◆ **Assignment**:
Determine how many lines in the records include "armchair". Write the number and nothing more.

◆ **Photo-based referring expression data**:
+++

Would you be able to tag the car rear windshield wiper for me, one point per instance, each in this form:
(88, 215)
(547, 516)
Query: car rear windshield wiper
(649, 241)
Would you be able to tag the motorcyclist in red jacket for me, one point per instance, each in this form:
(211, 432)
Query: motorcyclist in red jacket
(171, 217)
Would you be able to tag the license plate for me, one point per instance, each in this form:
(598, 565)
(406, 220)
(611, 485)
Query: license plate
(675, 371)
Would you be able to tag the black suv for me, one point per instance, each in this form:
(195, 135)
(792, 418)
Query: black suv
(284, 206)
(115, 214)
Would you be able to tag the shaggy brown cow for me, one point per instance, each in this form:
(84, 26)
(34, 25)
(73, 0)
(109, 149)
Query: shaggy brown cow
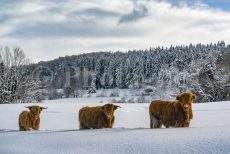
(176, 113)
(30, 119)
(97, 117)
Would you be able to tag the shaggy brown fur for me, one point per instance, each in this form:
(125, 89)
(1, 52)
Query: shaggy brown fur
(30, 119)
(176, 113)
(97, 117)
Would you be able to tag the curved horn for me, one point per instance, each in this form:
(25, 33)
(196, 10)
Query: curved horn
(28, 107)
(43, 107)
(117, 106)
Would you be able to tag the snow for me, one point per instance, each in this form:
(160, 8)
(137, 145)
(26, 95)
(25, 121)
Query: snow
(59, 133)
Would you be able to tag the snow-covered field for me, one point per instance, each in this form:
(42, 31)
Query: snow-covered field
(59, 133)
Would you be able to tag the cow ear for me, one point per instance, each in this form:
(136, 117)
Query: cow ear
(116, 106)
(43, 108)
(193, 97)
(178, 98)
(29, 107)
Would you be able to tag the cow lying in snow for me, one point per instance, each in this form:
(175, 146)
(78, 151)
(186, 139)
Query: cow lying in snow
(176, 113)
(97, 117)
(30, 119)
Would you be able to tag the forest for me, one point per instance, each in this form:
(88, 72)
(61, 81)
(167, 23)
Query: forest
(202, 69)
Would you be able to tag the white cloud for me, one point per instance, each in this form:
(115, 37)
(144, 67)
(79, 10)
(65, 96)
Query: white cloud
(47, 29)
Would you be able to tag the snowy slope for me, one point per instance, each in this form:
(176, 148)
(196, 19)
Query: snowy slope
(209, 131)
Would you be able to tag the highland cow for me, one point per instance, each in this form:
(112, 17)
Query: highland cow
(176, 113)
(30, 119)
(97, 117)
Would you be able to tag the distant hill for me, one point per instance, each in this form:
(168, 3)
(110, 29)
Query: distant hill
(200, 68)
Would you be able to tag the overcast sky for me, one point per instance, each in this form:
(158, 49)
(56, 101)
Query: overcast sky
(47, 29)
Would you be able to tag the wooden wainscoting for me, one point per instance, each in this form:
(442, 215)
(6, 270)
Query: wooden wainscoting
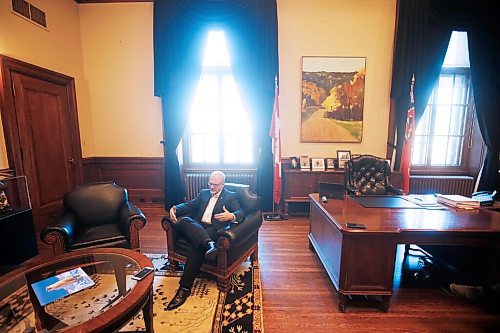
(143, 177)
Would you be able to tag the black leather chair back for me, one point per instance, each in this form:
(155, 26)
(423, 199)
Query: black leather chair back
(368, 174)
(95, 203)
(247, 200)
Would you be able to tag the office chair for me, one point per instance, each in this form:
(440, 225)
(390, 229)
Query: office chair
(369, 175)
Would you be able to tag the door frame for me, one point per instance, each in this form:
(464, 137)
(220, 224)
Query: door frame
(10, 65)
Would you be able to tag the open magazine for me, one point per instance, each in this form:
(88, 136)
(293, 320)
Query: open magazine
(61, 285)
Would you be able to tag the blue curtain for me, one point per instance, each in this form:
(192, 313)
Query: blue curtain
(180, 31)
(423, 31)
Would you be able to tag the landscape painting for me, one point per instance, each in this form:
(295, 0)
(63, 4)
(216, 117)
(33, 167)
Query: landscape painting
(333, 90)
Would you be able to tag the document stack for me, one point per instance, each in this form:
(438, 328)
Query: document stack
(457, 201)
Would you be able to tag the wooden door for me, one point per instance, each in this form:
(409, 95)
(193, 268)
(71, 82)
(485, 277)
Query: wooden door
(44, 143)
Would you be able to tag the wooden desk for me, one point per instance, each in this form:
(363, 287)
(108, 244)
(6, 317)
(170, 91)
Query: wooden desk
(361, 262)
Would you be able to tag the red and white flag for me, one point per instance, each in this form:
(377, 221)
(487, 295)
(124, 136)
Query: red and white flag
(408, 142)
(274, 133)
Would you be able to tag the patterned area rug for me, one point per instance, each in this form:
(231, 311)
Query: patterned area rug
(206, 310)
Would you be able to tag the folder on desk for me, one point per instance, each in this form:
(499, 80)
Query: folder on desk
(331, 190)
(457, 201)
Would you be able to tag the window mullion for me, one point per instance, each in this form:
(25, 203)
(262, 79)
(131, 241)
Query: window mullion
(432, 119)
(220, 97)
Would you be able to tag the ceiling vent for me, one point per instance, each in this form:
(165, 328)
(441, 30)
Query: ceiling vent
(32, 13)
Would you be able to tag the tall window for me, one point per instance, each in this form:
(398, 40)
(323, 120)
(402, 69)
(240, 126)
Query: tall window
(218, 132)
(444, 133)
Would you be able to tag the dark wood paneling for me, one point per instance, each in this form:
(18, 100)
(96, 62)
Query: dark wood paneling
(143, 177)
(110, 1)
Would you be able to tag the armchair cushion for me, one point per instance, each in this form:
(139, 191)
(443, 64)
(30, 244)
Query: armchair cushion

+++

◆ **Task solution**:
2